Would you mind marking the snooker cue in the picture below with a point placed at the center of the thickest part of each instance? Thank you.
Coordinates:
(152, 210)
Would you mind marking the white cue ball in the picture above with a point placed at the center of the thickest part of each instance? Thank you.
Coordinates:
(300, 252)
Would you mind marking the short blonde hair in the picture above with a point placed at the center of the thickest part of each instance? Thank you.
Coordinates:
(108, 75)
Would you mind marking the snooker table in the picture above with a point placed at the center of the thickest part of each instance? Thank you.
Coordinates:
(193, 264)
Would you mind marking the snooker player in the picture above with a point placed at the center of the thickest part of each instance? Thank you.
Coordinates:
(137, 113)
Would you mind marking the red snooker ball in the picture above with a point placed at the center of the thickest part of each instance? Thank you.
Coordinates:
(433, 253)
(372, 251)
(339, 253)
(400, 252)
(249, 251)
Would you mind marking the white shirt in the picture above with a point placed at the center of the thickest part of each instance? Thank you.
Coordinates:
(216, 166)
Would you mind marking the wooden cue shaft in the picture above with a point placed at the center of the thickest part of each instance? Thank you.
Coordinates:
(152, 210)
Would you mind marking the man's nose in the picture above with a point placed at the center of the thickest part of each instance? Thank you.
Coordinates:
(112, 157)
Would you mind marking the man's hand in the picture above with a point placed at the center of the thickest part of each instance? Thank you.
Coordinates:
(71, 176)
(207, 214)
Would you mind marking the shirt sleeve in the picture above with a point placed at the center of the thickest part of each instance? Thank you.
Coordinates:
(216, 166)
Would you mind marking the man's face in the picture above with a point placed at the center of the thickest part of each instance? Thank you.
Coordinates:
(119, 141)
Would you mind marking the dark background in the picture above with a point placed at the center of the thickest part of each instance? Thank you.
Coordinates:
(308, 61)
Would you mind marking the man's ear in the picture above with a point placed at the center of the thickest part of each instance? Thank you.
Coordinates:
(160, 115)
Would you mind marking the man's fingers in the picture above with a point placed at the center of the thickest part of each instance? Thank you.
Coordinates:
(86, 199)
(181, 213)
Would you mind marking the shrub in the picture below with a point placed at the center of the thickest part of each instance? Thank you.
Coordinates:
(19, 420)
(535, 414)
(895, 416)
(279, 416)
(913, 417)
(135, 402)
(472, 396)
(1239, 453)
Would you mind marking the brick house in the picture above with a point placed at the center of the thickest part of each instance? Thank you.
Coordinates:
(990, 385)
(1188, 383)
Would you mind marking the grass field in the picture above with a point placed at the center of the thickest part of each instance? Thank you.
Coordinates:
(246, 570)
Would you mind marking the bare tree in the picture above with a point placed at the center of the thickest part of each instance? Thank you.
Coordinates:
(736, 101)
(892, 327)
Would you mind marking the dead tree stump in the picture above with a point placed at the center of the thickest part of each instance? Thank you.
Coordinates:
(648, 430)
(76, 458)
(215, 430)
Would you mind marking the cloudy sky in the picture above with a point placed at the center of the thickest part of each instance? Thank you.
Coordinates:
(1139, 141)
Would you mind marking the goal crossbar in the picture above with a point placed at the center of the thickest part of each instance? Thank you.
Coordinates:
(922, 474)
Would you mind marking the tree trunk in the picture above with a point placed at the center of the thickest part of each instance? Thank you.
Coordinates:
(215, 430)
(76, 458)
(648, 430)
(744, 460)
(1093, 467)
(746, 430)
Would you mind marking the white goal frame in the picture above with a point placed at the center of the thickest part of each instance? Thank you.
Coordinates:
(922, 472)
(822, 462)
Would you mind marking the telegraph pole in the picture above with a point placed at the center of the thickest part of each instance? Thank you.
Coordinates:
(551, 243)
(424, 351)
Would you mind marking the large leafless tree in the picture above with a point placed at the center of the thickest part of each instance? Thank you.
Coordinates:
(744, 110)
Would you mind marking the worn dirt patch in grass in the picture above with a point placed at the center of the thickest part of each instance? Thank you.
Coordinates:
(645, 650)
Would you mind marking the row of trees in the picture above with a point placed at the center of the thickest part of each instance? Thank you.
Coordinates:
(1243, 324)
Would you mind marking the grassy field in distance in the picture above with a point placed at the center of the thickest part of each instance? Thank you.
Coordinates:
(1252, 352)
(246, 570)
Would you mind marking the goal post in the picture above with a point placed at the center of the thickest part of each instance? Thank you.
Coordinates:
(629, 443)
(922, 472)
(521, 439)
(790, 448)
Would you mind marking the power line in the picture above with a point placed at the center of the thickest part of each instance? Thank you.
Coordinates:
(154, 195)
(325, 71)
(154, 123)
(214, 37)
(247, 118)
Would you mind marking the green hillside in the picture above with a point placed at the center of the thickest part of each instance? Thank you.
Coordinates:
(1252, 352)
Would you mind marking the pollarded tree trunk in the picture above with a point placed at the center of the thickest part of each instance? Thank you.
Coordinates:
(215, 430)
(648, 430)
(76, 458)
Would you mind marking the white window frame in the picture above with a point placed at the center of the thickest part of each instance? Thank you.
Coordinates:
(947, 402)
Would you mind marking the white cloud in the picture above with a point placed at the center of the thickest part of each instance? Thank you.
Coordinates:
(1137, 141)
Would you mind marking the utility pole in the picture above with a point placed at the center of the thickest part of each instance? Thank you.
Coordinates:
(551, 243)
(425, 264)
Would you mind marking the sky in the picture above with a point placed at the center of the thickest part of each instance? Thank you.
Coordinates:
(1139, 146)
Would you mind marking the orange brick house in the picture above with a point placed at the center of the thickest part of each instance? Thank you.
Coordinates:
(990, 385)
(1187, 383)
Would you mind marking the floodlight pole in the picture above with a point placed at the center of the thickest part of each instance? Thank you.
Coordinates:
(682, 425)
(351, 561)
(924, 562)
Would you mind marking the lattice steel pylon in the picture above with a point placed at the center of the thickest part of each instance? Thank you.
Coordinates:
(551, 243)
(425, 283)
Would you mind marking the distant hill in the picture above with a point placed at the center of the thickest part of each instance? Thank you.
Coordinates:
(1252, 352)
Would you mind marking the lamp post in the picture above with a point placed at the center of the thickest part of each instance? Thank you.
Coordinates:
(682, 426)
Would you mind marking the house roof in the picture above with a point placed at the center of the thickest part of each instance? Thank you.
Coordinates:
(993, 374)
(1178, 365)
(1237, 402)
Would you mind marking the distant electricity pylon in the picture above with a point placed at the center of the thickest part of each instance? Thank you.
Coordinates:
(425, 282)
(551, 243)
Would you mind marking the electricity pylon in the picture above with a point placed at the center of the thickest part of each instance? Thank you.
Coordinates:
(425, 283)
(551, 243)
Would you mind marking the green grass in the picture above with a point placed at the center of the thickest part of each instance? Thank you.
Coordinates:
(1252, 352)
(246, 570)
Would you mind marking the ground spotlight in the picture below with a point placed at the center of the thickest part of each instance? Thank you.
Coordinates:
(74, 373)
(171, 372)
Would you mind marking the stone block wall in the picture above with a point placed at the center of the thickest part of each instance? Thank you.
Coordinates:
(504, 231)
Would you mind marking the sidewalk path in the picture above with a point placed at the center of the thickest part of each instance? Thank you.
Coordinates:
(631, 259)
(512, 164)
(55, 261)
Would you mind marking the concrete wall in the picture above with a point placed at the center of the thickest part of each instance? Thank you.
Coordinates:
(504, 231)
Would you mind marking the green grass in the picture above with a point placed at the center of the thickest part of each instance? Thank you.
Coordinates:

▶ **Task directions**: Show all lines above that contain "white".

▶ **Solution to the problem**:
Would you mind marking the white cue ball in the picture above with a point placed at the center of the thickest part of each instance? Thank you.
Would you mind marking the white shirt in the picture above with a point placed at the center of the thickest part of each instance? Thank you.
Would you mind marking the white goal frame in the picture above with a point placed at the center of the thickest part of each instance? Thank you.
Would you mind marking the white window frame in the picture above with a point placed at the center of the thickest part of each instance? Thank you.
Would you mind marking the white cloud in the picture above with a point placed at the center of the thickest part of each instance? Thank you.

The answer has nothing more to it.